◆ Records provided ◆
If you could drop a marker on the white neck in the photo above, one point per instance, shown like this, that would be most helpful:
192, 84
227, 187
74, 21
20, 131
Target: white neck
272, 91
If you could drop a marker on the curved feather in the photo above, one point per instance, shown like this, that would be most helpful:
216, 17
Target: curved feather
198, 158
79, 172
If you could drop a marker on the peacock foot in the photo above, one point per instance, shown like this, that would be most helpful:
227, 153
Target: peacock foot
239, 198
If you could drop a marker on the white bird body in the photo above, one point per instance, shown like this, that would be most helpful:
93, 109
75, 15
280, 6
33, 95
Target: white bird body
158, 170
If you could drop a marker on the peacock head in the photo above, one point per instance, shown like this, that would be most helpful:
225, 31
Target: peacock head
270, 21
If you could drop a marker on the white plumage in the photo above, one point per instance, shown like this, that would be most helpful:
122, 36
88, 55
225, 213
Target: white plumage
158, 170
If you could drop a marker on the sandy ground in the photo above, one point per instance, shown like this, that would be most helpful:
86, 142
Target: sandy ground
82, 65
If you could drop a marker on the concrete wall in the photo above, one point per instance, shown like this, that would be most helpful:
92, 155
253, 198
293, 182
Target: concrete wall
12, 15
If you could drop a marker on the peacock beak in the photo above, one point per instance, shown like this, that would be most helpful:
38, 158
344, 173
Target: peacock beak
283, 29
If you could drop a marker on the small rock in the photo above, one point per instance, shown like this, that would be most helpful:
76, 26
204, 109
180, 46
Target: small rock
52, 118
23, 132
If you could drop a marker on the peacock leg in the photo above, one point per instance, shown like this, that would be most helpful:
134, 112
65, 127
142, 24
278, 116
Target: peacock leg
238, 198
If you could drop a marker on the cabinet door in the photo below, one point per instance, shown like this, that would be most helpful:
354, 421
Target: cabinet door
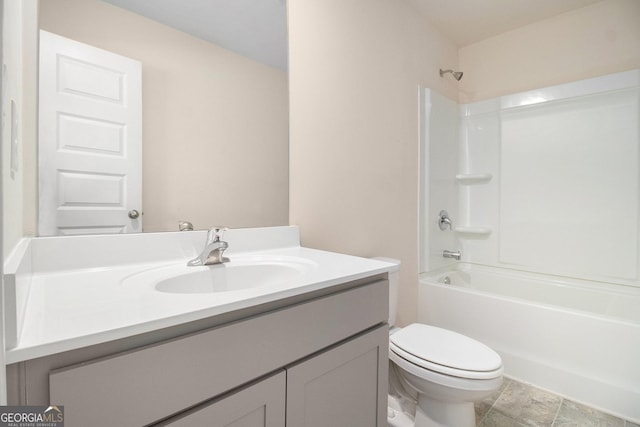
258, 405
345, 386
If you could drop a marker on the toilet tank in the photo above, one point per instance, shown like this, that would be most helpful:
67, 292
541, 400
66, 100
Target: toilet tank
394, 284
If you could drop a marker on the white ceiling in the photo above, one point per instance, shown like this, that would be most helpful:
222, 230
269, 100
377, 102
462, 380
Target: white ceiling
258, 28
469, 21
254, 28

---

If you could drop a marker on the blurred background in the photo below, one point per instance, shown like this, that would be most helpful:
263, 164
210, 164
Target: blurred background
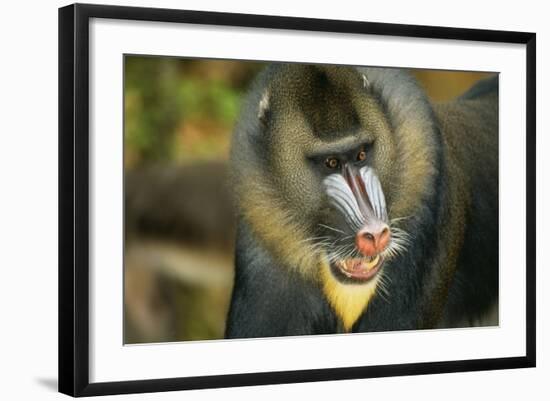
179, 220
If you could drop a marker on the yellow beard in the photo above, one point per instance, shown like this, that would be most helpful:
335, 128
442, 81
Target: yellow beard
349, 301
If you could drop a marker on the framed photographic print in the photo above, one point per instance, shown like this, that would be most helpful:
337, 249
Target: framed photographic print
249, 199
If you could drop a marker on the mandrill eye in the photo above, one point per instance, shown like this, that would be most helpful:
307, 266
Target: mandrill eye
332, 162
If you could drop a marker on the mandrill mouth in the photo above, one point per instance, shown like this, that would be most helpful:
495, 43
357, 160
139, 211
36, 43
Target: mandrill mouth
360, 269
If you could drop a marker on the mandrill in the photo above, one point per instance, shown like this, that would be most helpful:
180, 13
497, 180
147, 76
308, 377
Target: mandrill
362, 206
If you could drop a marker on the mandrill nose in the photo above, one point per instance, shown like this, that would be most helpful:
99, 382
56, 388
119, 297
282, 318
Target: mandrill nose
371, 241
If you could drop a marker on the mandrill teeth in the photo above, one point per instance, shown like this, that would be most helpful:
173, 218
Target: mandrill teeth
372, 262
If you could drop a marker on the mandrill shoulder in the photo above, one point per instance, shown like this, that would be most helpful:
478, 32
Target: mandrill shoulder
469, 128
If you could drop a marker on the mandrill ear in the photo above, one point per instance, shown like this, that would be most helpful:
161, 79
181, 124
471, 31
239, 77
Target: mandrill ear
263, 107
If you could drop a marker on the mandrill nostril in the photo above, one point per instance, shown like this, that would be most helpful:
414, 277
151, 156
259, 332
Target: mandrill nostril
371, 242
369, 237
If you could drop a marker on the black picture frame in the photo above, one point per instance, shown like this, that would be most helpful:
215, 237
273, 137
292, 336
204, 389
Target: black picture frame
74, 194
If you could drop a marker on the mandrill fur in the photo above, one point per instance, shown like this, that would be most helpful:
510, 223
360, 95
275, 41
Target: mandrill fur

◆ Set task ◆
Return every line of the listing from the one containing "If you could drop a marker on the mandrill nostril" through the one containing "Target: mandrill fur", both included, copied without any change.

◆ Exercise answer ◆
If you could drop a marker on the mandrill nostril in the photo above, one point per instance, shown like this, that would be most helpful:
414, 277
151, 156
259, 332
Target: mandrill nostril
371, 242
369, 237
If you could drop a marker on the black picture frame in the photo above, one point per instance, shown like this, that would be most helpful:
215, 237
273, 137
292, 336
204, 389
Target: black picture frame
74, 194
If you could drop a marker on the mandrill fur in the photo above, one point per instance, shown like this, that would be most helpful:
510, 223
360, 95
275, 41
Target: mandrill fur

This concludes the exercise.